Data excerpts:
= = = = =

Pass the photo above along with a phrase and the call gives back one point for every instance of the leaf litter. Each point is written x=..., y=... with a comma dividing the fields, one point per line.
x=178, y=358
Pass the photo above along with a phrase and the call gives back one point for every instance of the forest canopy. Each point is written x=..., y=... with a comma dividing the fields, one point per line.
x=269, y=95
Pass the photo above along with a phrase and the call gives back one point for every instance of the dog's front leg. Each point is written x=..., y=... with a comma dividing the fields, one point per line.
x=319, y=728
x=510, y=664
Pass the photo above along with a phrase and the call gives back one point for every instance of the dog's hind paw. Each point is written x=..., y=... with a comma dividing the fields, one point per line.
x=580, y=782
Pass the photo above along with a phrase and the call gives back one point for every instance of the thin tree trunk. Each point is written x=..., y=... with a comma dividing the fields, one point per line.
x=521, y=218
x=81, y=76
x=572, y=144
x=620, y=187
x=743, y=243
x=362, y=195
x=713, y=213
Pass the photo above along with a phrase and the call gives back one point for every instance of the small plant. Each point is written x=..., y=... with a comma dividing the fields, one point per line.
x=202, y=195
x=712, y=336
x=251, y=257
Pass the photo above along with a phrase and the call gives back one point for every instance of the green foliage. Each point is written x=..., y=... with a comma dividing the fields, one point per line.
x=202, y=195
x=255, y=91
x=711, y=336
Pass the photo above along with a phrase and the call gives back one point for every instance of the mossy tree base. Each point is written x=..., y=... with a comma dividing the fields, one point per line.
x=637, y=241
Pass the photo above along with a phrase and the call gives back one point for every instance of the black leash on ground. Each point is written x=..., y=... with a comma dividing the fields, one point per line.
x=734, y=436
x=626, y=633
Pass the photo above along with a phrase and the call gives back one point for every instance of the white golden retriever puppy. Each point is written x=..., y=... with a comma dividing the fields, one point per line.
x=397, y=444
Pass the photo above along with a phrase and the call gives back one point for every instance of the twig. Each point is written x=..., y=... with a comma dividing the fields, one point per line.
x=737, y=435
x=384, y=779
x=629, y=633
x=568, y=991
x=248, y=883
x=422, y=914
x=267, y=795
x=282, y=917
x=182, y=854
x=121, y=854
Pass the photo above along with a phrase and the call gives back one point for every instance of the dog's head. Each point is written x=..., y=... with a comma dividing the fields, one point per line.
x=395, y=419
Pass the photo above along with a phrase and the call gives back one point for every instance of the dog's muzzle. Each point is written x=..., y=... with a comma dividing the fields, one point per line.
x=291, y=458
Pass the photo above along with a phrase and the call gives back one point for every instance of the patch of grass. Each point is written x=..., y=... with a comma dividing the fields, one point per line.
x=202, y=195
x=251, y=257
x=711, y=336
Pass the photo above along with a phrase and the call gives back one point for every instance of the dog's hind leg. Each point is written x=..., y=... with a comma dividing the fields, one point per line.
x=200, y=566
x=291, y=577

= = = = =

* [TASK TO COMPLETE]:
Set down, word for word, every line from the line that holds "the dog's head." to the end of the entries above, including both ends.

* [SOLUTION FOR THIS PROBLEM]:
Pass the photo above along with a phrase and the call gives back one point for every instance of the dog's head. Each point is written x=..., y=... with a comma dividing the fields, one point per line.
x=395, y=419
Pass the photo above along with a phrase and the call gives back one point for every instance of the dog's muzzle. Each point is written x=..., y=... with a comma dividing the fields, one point per line.
x=291, y=458
Pass the photo above along with a phrase and the call gives back one point for every instance of the patch of grass. Each point is written x=..., y=... with a comma dividing the fields, one point per line.
x=202, y=195
x=251, y=257
x=711, y=336
Pass the photo above along with a phrase and the call gives back one point for every instance of the dog's hind leg. Each point is written x=..., y=... with a comma dividing the fields, one point per line.
x=200, y=566
x=291, y=577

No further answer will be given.